- [Activity]
All lines in the records that carry the string "below" are to be shown.

### Source records

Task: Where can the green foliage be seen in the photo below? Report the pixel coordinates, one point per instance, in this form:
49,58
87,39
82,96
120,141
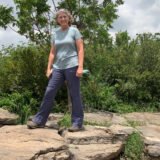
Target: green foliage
97,95
134,147
6,16
93,18
20,103
24,68
34,18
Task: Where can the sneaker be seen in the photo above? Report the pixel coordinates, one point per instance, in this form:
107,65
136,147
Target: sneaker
75,129
33,125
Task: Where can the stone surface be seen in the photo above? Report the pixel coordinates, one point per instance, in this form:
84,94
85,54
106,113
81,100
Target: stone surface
104,140
151,136
146,118
20,143
7,117
96,151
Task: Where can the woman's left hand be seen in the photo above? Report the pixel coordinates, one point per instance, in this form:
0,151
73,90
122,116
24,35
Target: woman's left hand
79,72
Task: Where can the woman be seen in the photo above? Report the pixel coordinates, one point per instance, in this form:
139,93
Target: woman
65,63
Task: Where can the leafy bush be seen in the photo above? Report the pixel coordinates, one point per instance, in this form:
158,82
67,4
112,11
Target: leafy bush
20,103
134,147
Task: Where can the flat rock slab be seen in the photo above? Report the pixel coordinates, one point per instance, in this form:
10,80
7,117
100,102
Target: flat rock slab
96,151
98,117
151,135
95,143
145,118
20,143
91,135
7,118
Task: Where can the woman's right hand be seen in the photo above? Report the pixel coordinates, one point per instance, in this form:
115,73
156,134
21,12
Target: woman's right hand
49,72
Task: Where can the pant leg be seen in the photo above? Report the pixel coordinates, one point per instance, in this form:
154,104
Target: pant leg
74,88
56,80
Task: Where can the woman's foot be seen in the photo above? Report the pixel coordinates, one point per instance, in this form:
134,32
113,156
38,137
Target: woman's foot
33,125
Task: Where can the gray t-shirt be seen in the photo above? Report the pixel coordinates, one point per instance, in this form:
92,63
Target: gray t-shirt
66,55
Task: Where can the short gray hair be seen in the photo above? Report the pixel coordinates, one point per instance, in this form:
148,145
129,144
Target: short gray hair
67,13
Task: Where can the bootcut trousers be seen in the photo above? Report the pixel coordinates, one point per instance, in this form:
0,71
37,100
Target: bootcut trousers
55,82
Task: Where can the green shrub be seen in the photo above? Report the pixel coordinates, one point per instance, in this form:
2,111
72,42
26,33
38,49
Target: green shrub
65,121
20,103
134,147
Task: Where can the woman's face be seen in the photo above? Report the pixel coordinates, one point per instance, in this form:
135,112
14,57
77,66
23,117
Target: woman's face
63,19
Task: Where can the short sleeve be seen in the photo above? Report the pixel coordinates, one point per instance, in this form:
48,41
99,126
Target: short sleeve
78,35
53,34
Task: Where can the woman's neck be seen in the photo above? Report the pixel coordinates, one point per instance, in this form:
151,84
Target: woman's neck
64,28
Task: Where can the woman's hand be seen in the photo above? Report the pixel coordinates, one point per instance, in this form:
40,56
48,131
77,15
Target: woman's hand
79,72
49,72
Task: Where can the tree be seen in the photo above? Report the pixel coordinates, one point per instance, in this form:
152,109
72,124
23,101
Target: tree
34,18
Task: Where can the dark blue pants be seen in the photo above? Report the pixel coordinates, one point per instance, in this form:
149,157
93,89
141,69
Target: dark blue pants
57,79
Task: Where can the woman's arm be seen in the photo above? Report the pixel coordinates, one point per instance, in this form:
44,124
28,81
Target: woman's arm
80,48
50,61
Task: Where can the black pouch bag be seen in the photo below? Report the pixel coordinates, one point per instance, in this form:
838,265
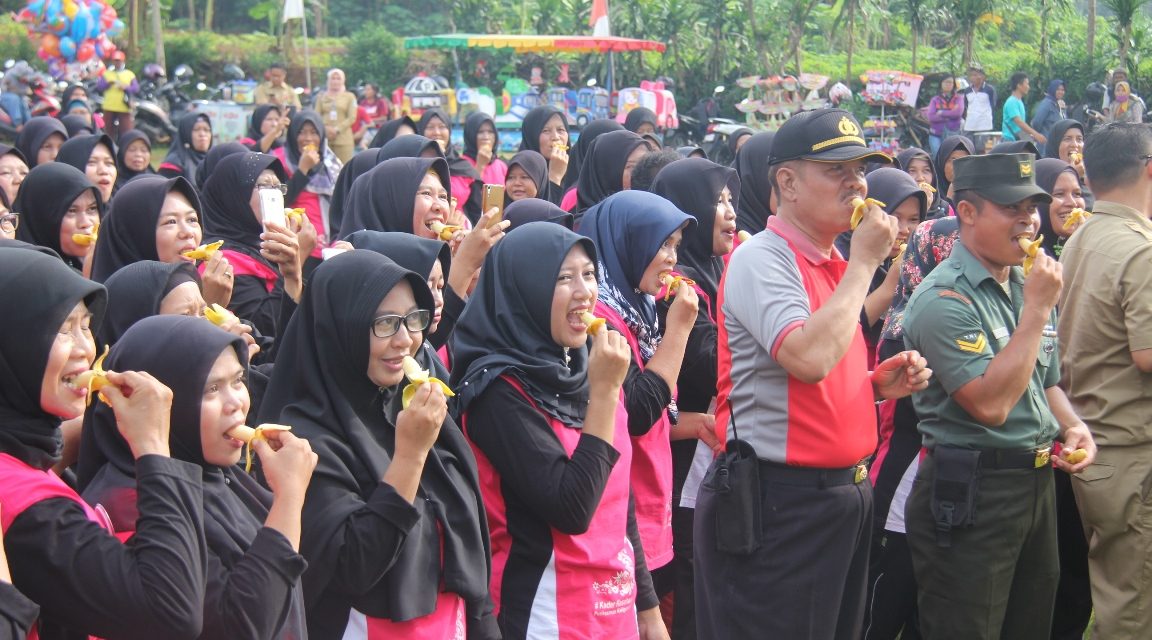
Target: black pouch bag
954,490
735,479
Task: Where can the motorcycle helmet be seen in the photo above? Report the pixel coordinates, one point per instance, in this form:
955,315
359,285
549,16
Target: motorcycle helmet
153,71
233,73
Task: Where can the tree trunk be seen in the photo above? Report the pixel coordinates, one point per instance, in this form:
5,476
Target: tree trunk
1091,30
158,35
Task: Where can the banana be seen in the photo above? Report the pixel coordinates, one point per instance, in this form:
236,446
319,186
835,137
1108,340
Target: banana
859,206
592,322
248,435
204,251
446,231
672,283
1031,250
1075,218
417,376
86,240
93,379
1075,457
218,314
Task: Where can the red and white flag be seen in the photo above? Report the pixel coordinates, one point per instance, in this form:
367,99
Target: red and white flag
599,18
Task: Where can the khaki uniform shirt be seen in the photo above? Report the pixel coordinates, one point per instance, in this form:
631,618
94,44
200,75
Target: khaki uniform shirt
1105,314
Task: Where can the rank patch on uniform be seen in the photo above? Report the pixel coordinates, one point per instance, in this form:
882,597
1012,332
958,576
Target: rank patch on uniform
972,343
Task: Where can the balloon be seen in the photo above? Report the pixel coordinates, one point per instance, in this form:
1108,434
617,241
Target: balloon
68,48
85,51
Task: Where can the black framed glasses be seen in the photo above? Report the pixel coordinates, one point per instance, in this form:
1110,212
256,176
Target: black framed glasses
386,326
8,222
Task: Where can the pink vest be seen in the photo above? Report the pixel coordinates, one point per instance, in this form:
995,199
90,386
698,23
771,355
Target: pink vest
651,470
588,591
22,486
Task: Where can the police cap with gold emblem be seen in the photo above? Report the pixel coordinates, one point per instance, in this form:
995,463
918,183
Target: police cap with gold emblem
1005,178
823,136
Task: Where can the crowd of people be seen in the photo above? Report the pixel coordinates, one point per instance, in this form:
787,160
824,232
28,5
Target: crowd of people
823,393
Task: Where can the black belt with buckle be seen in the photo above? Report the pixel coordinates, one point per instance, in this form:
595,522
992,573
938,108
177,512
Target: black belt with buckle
810,475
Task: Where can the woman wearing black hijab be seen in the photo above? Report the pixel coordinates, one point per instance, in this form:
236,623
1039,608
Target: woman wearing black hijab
265,263
394,528
55,202
528,379
265,129
96,157
950,149
312,169
607,168
40,138
641,120
545,131
535,210
527,177
188,147
133,160
252,535
61,551
756,193
392,130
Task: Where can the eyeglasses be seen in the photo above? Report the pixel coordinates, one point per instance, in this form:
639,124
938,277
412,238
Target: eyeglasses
386,326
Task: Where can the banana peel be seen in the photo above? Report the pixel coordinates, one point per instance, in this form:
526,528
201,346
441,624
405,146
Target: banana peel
204,251
1031,250
859,205
444,231
1075,218
218,314
592,322
672,283
86,240
95,379
417,376
248,435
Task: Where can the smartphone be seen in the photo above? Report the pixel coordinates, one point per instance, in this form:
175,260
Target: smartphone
493,197
272,207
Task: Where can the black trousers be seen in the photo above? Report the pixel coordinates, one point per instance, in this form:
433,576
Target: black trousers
809,577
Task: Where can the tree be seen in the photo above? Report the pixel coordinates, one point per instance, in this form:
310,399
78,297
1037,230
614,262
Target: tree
1124,13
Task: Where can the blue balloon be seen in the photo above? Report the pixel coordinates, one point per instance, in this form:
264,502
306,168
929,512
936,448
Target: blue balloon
68,48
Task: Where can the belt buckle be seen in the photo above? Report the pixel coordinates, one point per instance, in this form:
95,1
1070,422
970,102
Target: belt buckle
1043,455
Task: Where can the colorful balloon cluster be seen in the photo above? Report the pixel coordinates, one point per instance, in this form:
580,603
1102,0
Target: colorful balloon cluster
72,30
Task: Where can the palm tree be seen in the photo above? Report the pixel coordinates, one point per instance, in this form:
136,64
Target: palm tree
1124,13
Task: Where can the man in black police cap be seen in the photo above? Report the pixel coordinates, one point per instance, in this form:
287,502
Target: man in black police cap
783,518
982,513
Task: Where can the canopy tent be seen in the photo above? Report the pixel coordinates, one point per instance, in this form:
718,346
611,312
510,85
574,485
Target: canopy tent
533,44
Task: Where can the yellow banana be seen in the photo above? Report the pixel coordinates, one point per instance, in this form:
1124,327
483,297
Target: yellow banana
218,314
592,322
85,240
1076,216
672,283
204,251
859,206
417,376
1031,250
93,379
446,231
1076,456
248,435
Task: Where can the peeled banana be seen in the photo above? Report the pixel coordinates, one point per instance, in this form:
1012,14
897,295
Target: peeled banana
248,435
417,376
1031,250
204,251
86,240
859,206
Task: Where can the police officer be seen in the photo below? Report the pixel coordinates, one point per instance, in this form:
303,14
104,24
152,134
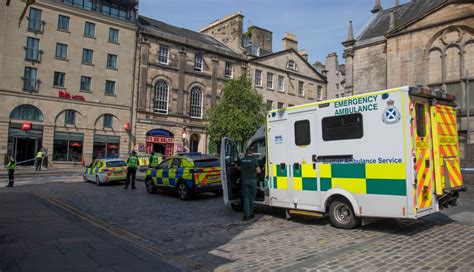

######

- [Exercise result]
Task: Where can the green foliage be seen in the photo below? Report the pixel coordinates, one point per instance, in this form:
Task: Where can the black pouch bag be seen in the photo below? Report the pixel coordinates, one point per instance, in this form:
Task: Where can the police officer be seen in the photo below? Report the pixel coordinates, one point per instance, in this form:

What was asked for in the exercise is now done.